--- Start of Record extracts ---

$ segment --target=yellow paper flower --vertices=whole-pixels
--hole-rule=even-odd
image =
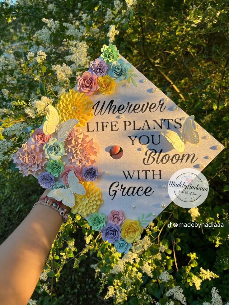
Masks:
[[[70,89],[69,92],[61,95],[56,108],[63,122],[76,119],[79,121],[79,125],[83,126],[93,116],[93,106],[92,102],[84,93]]]
[[[115,83],[113,78],[109,75],[100,76],[98,78],[99,90],[102,94],[110,94],[115,87]]]
[[[82,184],[86,191],[85,195],[75,196],[76,203],[72,209],[73,214],[78,213],[83,217],[96,212],[103,201],[100,189],[92,182],[83,182]]]
[[[127,243],[131,243],[139,240],[141,234],[143,232],[143,228],[139,225],[139,221],[126,219],[121,226],[121,236]]]

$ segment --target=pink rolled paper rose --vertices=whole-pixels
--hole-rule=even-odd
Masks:
[[[115,210],[111,211],[107,218],[108,222],[119,226],[124,223],[125,220],[123,212]]]
[[[68,176],[71,171],[74,172],[75,175],[79,179],[80,181],[82,180],[81,172],[82,169],[79,166],[73,166],[72,165],[66,165],[64,167],[64,169],[60,174],[60,177],[62,178],[62,181],[65,184],[68,184]]]
[[[79,92],[83,92],[86,95],[92,95],[99,89],[97,80],[96,75],[85,71],[76,79],[77,90]]]
[[[43,146],[52,137],[50,135],[45,135],[40,128],[36,128],[31,136],[30,140],[33,144],[39,147]]]

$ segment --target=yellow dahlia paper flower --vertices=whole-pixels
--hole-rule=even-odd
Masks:
[[[73,214],[78,213],[83,217],[97,212],[99,206],[103,202],[101,191],[92,182],[83,182],[86,191],[85,195],[75,195],[76,203],[72,209]]]
[[[127,243],[132,243],[139,240],[141,234],[143,232],[143,228],[139,225],[139,221],[126,219],[121,226],[121,236]]]
[[[93,116],[93,106],[92,102],[84,93],[70,89],[69,92],[61,95],[56,108],[63,122],[76,119],[79,125],[83,126]]]
[[[98,78],[99,90],[102,94],[111,93],[116,85],[115,82],[109,75],[100,76]]]

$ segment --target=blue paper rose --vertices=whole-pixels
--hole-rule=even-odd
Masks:
[[[129,243],[122,238],[115,243],[115,247],[119,253],[128,253],[132,247],[132,244]]]
[[[107,74],[116,82],[119,83],[123,80],[127,79],[129,77],[131,67],[130,63],[126,63],[121,58],[116,62],[113,62],[111,63]]]
[[[43,148],[45,157],[51,160],[59,160],[61,156],[64,155],[64,143],[55,138],[50,139],[45,144]]]
[[[50,173],[42,173],[38,177],[38,182],[43,188],[51,188],[54,185],[54,177]]]
[[[108,224],[101,230],[102,238],[110,243],[114,243],[121,238],[121,228],[112,224]]]
[[[82,172],[82,176],[85,181],[95,181],[99,177],[98,168],[90,165],[85,167]]]

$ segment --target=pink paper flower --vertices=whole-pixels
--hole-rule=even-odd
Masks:
[[[36,128],[31,136],[30,140],[34,144],[37,146],[43,146],[52,137],[50,135],[45,135],[40,128]]]
[[[79,92],[84,92],[86,95],[92,95],[99,89],[97,79],[96,75],[92,75],[88,71],[85,71],[76,79],[77,90]]]
[[[68,161],[72,165],[93,165],[96,162],[99,151],[99,146],[94,141],[93,138],[88,139],[87,135],[82,133],[72,139],[66,149]]]
[[[107,215],[107,221],[113,224],[121,225],[124,220],[123,213],[122,211],[113,210]]]
[[[30,141],[22,144],[13,159],[16,167],[24,177],[31,174],[37,177],[45,171],[44,166],[47,161],[43,149]]]
[[[74,172],[75,175],[77,177],[80,181],[81,181],[82,180],[81,175],[82,170],[79,166],[66,165],[64,167],[64,169],[60,174],[60,177],[62,178],[62,181],[65,184],[68,184],[68,176],[69,173],[72,170]]]

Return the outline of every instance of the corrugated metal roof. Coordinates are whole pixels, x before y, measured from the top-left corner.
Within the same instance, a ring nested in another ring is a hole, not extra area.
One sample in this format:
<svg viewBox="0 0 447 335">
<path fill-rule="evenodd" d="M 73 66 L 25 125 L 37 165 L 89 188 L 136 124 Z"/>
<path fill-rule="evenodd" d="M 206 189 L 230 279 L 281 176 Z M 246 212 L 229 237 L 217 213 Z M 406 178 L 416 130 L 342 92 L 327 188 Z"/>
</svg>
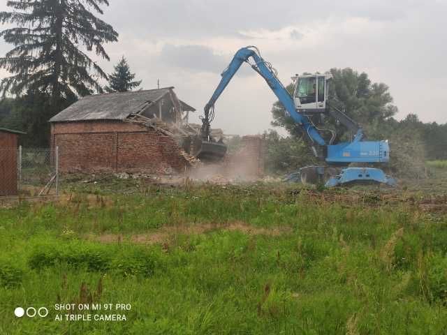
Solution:
<svg viewBox="0 0 447 335">
<path fill-rule="evenodd" d="M 180 103 L 182 104 L 182 109 L 184 111 L 185 111 L 185 112 L 196 112 L 196 108 L 194 108 L 193 107 L 190 106 L 186 103 L 185 103 L 184 101 L 182 101 L 179 99 L 179 101 L 180 101 Z"/>
<path fill-rule="evenodd" d="M 20 131 L 13 131 L 13 129 L 8 129 L 6 128 L 0 128 L 0 132 L 3 131 L 3 133 L 12 133 L 13 134 L 18 135 L 27 135 L 26 133 Z"/>
<path fill-rule="evenodd" d="M 124 120 L 151 102 L 159 100 L 172 89 L 173 87 L 87 96 L 51 118 L 50 121 Z"/>
</svg>

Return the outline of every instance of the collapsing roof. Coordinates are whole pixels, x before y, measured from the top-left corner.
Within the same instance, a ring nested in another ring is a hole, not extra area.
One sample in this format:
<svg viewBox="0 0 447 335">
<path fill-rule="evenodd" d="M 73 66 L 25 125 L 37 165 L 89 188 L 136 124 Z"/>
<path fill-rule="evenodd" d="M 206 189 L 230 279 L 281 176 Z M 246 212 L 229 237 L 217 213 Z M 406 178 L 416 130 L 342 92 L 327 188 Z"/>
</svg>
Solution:
<svg viewBox="0 0 447 335">
<path fill-rule="evenodd" d="M 177 98 L 174 87 L 110 93 L 87 96 L 55 115 L 50 122 L 92 120 L 125 120 L 130 115 L 145 113 L 163 98 L 168 99 L 175 110 L 194 112 L 189 105 Z M 163 103 L 161 103 L 163 105 Z"/>
<path fill-rule="evenodd" d="M 1 132 L 1 133 L 10 133 L 12 134 L 17 134 L 17 135 L 27 135 L 27 133 L 24 133 L 23 131 L 13 131 L 13 129 L 7 129 L 6 128 L 0 128 L 0 132 Z"/>
</svg>

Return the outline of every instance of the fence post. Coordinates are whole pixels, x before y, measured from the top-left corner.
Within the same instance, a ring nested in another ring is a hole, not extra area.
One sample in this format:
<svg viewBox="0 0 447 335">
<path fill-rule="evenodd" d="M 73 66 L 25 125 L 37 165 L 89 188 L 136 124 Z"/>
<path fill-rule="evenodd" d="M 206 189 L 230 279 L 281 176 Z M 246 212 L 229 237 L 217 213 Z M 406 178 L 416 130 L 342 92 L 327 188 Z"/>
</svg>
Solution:
<svg viewBox="0 0 447 335">
<path fill-rule="evenodd" d="M 22 185 L 22 146 L 19 146 L 19 161 L 18 161 L 18 172 L 19 177 L 17 178 L 17 188 L 20 188 L 20 186 Z"/>
<path fill-rule="evenodd" d="M 56 147 L 56 195 L 59 195 L 59 147 Z"/>
</svg>

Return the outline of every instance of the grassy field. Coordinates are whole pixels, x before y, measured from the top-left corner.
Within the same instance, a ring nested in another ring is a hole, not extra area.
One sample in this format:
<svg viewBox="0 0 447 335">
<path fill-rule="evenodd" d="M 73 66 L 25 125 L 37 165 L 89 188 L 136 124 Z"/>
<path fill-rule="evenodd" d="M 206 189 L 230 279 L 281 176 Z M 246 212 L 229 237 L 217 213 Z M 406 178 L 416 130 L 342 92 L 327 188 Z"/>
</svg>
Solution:
<svg viewBox="0 0 447 335">
<path fill-rule="evenodd" d="M 0 334 L 447 333 L 447 192 L 108 181 L 0 209 Z"/>
</svg>

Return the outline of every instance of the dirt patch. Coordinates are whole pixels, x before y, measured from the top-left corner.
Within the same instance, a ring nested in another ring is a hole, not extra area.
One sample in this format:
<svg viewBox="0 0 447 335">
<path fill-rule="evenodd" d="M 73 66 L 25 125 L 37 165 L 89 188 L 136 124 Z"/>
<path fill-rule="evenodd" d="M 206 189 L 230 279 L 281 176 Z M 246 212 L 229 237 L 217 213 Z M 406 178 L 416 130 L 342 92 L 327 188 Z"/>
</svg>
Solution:
<svg viewBox="0 0 447 335">
<path fill-rule="evenodd" d="M 123 235 L 122 234 L 102 234 L 95 235 L 89 234 L 85 238 L 90 241 L 101 243 L 120 243 L 129 241 L 140 244 L 164 244 L 169 243 L 175 235 L 203 234 L 212 231 L 238 231 L 250 235 L 279 236 L 291 232 L 288 228 L 263 228 L 249 225 L 241 221 L 233 222 L 227 225 L 203 224 L 193 225 L 182 225 L 177 227 L 163 227 L 157 230 L 147 234 L 135 234 Z"/>
</svg>

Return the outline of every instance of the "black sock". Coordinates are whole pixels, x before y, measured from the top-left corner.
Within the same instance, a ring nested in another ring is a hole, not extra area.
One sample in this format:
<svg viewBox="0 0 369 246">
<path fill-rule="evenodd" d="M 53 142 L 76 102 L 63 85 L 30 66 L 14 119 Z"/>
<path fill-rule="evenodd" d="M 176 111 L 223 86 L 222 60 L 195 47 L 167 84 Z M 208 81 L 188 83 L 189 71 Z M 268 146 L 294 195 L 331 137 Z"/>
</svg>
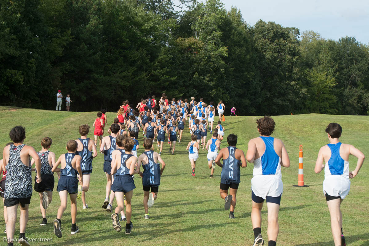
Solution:
<svg viewBox="0 0 369 246">
<path fill-rule="evenodd" d="M 256 238 L 256 237 L 258 236 L 258 235 L 259 235 L 259 233 L 261 233 L 261 228 L 260 227 L 256 227 L 256 228 L 254 228 L 254 239 Z"/>
<path fill-rule="evenodd" d="M 268 242 L 268 246 L 276 246 L 277 245 L 277 242 L 275 241 L 270 240 Z"/>
<path fill-rule="evenodd" d="M 74 224 L 72 224 L 72 230 L 75 230 L 76 229 L 76 223 L 75 223 Z"/>
</svg>

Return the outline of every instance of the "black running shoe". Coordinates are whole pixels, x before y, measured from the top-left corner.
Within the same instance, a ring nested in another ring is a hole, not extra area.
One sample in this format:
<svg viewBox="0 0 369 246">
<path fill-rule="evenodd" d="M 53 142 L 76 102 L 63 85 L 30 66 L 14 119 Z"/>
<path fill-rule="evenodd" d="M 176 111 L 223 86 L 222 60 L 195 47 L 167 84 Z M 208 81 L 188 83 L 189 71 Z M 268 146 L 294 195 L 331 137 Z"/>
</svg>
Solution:
<svg viewBox="0 0 369 246">
<path fill-rule="evenodd" d="M 54 233 L 59 238 L 62 237 L 62 228 L 60 226 L 60 222 L 57 219 L 54 220 Z"/>
<path fill-rule="evenodd" d="M 127 228 L 127 226 L 128 226 Z M 133 227 L 133 225 L 132 225 L 132 222 L 131 221 L 129 224 L 125 224 L 125 234 L 130 234 L 132 230 L 132 228 Z"/>
<path fill-rule="evenodd" d="M 113 222 L 113 228 L 117 232 L 122 230 L 122 226 L 119 223 L 119 219 L 118 213 L 113 213 L 111 215 L 111 220 Z"/>
<path fill-rule="evenodd" d="M 261 236 L 261 233 L 259 233 L 254 240 L 254 244 L 252 245 L 252 246 L 263 246 L 263 245 L 264 239 Z"/>
<path fill-rule="evenodd" d="M 225 200 L 225 202 L 224 203 L 224 209 L 225 210 L 228 210 L 231 208 L 231 202 L 232 201 L 232 198 L 233 197 L 230 194 L 227 196 L 227 197 L 224 199 Z"/>
</svg>

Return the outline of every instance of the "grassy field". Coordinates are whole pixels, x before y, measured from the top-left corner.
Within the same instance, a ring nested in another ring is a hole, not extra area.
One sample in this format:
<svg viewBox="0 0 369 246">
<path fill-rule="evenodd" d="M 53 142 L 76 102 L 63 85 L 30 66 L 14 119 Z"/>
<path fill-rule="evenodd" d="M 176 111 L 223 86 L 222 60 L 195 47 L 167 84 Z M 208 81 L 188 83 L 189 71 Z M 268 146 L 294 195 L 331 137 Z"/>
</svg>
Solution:
<svg viewBox="0 0 369 246">
<path fill-rule="evenodd" d="M 9 141 L 8 133 L 12 127 L 22 125 L 26 128 L 25 143 L 33 146 L 38 151 L 41 150 L 41 139 L 49 137 L 53 140 L 50 150 L 56 153 L 57 158 L 66 152 L 67 141 L 79 137 L 80 125 L 87 123 L 92 126 L 96 113 L 0 107 L 0 122 L 3 124 L 0 146 L 4 146 Z M 107 115 L 108 122 L 112 123 L 115 113 L 108 113 Z M 237 147 L 245 153 L 249 140 L 258 136 L 255 123 L 258 118 L 226 117 L 224 124 L 226 136 L 230 133 L 238 134 Z M 273 136 L 284 143 L 291 160 L 290 168 L 282 168 L 284 189 L 279 215 L 277 245 L 334 245 L 329 213 L 322 190 L 324 174 L 323 172 L 319 174 L 314 172 L 315 158 L 320 147 L 328 143 L 324 130 L 331 122 L 338 123 L 342 126 L 342 142 L 354 145 L 369 156 L 369 116 L 309 114 L 273 118 L 276 122 Z M 93 129 L 91 130 L 88 136 L 93 139 Z M 134 227 L 131 235 L 114 230 L 111 214 L 101 208 L 105 198 L 106 180 L 103 171 L 103 155 L 99 154 L 93 162 L 91 183 L 86 195 L 89 208 L 83 210 L 82 201 L 78 201 L 77 225 L 79 232 L 74 235 L 70 234 L 70 206 L 68 205 L 62 219 L 63 237 L 59 239 L 54 235 L 51 222 L 56 218 L 60 205 L 56 191 L 46 211 L 49 224 L 44 227 L 39 226 L 42 221 L 39 200 L 38 194 L 34 192 L 30 206 L 26 236 L 32 238 L 52 239 L 52 242 L 32 245 L 252 245 L 254 234 L 250 217 L 252 164 L 248 163 L 247 167 L 241 169 L 241 183 L 234 212 L 236 218 L 230 219 L 229 212 L 224 211 L 224 202 L 219 195 L 221 168 L 217 167 L 214 177 L 209 178 L 206 153 L 200 150 L 196 176 L 191 176 L 186 150 L 190 134 L 188 130 L 186 131 L 183 143 L 177 145 L 175 155 L 169 155 L 168 145 L 165 143 L 162 157 L 167 165 L 162 176 L 158 199 L 149 210 L 150 220 L 143 218 L 143 192 L 141 180 L 136 175 L 137 188 L 134 191 L 132 201 Z M 139 140 L 141 146 L 142 138 L 141 135 Z M 226 141 L 223 142 L 222 147 L 224 147 Z M 306 184 L 310 185 L 307 188 L 292 187 L 297 183 L 300 144 L 303 146 L 305 181 Z M 139 154 L 142 151 L 140 148 Z M 2 151 L 1 153 L 2 156 Z M 353 170 L 356 160 L 352 158 L 349 161 L 350 170 Z M 352 180 L 350 194 L 341 206 L 344 233 L 348 245 L 350 246 L 369 245 L 368 171 L 369 167 L 365 162 L 358 175 Z M 55 191 L 57 183 L 56 178 Z M 266 205 L 262 213 L 262 233 L 266 240 Z M 0 221 L 0 231 L 3 231 L 1 230 L 5 229 L 5 223 L 3 220 Z M 17 223 L 16 237 L 18 229 Z"/>
</svg>

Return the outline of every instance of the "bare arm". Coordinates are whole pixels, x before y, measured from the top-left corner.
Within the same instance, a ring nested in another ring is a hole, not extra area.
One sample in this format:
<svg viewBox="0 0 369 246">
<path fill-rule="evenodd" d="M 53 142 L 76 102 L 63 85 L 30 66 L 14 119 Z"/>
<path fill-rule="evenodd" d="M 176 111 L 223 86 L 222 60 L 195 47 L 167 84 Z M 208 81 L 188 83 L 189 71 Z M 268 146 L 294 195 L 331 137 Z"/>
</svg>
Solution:
<svg viewBox="0 0 369 246">
<path fill-rule="evenodd" d="M 354 178 L 358 175 L 359 171 L 360 171 L 360 168 L 363 165 L 365 157 L 361 151 L 352 145 L 350 146 L 350 154 L 358 158 L 358 162 L 356 164 L 356 167 L 353 171 L 350 172 L 350 174 L 349 175 L 349 177 L 351 178 Z"/>
</svg>

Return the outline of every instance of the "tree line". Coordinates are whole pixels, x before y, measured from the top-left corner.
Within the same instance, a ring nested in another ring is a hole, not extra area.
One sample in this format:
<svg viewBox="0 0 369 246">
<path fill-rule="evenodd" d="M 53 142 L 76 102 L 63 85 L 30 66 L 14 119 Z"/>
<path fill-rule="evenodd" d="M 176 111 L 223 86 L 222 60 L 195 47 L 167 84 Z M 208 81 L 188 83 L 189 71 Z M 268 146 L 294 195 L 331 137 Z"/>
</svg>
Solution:
<svg viewBox="0 0 369 246">
<path fill-rule="evenodd" d="M 240 115 L 369 115 L 367 44 L 178 2 L 0 0 L 0 105 L 52 109 L 61 89 L 80 111 L 165 92 Z"/>
</svg>

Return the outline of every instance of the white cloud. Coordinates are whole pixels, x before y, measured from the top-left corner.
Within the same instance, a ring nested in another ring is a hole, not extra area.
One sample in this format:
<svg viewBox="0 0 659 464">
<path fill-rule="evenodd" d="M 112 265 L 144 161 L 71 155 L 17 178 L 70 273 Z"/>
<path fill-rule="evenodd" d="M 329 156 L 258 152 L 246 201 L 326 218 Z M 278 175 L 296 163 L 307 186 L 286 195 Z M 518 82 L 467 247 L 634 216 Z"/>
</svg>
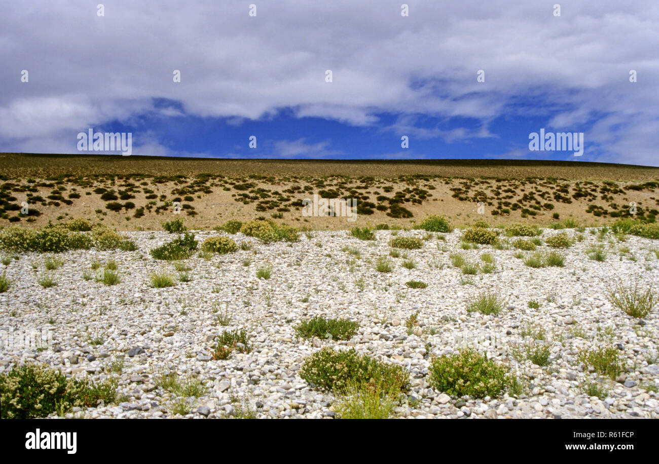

--- End of Record extracts ---

What to do —
Copy out the records word for word, from the line containing "Return the outline of every instance of the white" through the end of the records, leaving out the pictures.

Reply to the task —
Return the outline of every instance of the white cloud. Coordinates are whole pixels, x before y, measured from the top-left corner.
Within the same instance, a ring nested in another ring is a hole, not extra area.
One sample in this format:
<svg viewBox="0 0 659 464">
<path fill-rule="evenodd" d="M 112 265 L 144 161 L 71 155 L 17 178 L 70 273 Z"/>
<path fill-rule="evenodd" d="M 329 156 L 258 152 L 246 201 L 326 218 Z M 278 175 L 296 163 L 307 186 L 286 195 Z M 518 82 L 467 247 L 634 216 Z"/>
</svg>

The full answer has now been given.